◆ WHAT YOU ARE ASKED TO DO: Copy the line containing "Identify the reflection", then all lines after it up to and including the final line of the material, exactly and without additions.

(Location identification items)
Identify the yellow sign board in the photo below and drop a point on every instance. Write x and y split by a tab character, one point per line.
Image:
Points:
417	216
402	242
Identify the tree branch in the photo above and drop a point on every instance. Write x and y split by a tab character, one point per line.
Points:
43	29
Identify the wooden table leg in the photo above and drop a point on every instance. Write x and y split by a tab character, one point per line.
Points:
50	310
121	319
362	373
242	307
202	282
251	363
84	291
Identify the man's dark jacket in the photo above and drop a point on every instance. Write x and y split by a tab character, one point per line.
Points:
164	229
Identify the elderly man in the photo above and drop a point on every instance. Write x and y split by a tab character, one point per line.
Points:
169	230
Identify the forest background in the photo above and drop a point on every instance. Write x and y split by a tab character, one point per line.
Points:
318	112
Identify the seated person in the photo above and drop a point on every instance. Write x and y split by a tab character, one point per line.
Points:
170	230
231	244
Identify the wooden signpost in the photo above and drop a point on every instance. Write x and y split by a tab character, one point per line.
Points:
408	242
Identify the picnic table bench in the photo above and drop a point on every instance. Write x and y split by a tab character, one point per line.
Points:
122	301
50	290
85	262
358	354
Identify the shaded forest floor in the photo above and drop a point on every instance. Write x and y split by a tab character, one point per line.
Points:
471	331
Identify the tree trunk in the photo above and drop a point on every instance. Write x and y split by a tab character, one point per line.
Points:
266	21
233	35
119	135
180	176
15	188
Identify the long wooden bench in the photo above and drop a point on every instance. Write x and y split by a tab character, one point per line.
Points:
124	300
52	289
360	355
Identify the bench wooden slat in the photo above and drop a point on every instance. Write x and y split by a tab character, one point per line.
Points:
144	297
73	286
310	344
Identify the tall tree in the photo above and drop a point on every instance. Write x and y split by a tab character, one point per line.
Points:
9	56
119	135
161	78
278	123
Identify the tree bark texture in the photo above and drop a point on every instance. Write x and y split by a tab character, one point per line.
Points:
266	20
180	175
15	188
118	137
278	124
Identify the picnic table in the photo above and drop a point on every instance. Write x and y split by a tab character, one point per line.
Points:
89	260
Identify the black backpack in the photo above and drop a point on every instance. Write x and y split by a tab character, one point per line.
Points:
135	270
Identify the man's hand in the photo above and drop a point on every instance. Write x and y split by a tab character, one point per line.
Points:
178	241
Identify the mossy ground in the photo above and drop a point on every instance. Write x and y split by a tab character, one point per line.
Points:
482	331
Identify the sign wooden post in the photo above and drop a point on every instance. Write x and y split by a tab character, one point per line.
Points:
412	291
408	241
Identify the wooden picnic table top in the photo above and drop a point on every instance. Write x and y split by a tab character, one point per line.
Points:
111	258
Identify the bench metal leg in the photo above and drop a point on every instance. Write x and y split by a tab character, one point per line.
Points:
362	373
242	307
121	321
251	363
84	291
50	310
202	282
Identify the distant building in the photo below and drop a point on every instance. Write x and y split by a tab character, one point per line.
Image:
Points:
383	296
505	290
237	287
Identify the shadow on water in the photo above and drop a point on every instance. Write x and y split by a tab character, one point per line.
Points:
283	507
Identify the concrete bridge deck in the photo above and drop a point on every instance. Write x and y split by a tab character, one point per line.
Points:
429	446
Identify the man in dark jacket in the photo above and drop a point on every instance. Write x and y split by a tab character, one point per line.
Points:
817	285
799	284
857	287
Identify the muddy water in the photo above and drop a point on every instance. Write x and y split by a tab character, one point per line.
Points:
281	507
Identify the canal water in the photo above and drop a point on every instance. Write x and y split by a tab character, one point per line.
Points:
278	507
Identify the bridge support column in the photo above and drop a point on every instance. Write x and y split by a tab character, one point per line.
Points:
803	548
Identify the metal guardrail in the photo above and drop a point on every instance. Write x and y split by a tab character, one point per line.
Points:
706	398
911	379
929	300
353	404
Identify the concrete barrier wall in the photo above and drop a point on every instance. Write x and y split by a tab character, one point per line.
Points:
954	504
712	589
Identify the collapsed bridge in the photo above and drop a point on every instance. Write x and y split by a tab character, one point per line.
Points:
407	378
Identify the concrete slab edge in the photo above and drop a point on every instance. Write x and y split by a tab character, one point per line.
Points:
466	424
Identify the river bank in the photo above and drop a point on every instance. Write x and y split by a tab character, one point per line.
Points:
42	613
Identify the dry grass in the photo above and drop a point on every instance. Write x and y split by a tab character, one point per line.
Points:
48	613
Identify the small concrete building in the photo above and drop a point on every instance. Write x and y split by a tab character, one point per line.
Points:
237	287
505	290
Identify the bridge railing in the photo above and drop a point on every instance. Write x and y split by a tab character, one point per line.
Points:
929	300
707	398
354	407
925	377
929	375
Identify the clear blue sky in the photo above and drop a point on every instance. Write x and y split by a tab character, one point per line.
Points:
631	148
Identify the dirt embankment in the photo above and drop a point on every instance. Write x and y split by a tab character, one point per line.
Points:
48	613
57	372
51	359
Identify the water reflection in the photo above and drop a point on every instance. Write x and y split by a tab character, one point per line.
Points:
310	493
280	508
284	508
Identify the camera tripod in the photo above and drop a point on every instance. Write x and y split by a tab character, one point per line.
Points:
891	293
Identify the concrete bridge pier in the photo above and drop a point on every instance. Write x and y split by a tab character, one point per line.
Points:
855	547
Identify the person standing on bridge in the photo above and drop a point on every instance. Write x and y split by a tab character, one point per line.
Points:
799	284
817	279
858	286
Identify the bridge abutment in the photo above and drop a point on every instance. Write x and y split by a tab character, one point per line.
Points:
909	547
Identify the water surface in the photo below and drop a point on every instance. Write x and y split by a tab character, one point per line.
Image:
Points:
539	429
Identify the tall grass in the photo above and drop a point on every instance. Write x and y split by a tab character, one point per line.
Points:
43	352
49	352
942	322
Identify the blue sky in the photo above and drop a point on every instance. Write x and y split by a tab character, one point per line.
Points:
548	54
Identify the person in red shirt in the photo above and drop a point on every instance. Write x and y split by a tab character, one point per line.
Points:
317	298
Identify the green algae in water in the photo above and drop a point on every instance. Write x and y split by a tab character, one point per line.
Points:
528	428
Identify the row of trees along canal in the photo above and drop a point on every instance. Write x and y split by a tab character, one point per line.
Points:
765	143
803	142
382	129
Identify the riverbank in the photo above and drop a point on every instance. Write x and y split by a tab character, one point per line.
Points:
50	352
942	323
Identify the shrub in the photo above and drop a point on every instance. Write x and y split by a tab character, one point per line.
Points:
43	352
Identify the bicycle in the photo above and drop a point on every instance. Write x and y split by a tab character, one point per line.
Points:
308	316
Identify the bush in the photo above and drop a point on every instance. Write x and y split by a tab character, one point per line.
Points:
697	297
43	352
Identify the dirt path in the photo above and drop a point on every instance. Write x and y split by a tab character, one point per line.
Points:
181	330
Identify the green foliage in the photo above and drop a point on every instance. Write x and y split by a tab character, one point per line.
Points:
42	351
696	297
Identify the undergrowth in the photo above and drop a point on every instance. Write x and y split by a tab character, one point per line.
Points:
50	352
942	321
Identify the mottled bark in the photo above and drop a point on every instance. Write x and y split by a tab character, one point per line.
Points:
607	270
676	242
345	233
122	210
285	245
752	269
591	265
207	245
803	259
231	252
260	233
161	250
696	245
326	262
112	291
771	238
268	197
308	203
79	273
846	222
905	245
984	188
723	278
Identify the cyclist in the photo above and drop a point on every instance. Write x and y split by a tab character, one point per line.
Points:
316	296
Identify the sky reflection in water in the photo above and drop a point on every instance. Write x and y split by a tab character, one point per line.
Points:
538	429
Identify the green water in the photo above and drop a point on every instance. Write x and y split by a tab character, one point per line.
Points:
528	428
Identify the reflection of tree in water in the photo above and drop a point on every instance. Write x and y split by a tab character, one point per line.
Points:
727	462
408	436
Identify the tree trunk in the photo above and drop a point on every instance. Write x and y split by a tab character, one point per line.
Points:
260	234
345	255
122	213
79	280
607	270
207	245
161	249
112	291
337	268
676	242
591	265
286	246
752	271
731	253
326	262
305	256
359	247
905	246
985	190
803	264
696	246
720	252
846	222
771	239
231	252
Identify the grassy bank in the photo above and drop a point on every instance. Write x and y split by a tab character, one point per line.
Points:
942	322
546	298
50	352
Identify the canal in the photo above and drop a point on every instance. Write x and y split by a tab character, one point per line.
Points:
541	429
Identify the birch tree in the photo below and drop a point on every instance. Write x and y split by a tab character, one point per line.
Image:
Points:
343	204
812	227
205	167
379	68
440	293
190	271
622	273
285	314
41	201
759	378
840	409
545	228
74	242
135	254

◆ TASK OUTPUT:
Identify the reflection of tree in water in the photo above and drop a point on every instance. Write x and y split by a tab character, one point per line.
Points:
727	462
408	436
Identify the tree trunk in the photo above and drop a point on every instance. Write x and y split by a tab character, one point per line.
Points:
260	234
345	255
122	213
79	280
607	270
207	245
161	249
112	291
337	268
676	242
591	265
286	246
752	271
731	253
326	262
305	256
359	247
905	246
985	190
803	264
696	246
720	252
846	222
771	239
231	252
Identify the grassy bank in the photo above and drop a point on every instance. Write x and y split by a tab character, one point per line.
Points:
942	322
546	298
50	352
Identify the canal in the photo above and drop a point on every instance. Write x and y split by a tab character, one point per line.
Points:
541	429
Identify the birch tree in the photo below and drop a point on every instance. Write x and y split by a tab character, one point per line.
Image:
Points:
343	204
812	227
205	167
379	68
440	293
190	271
622	273
285	314
41	201
759	378
840	409
545	228
74	242
135	254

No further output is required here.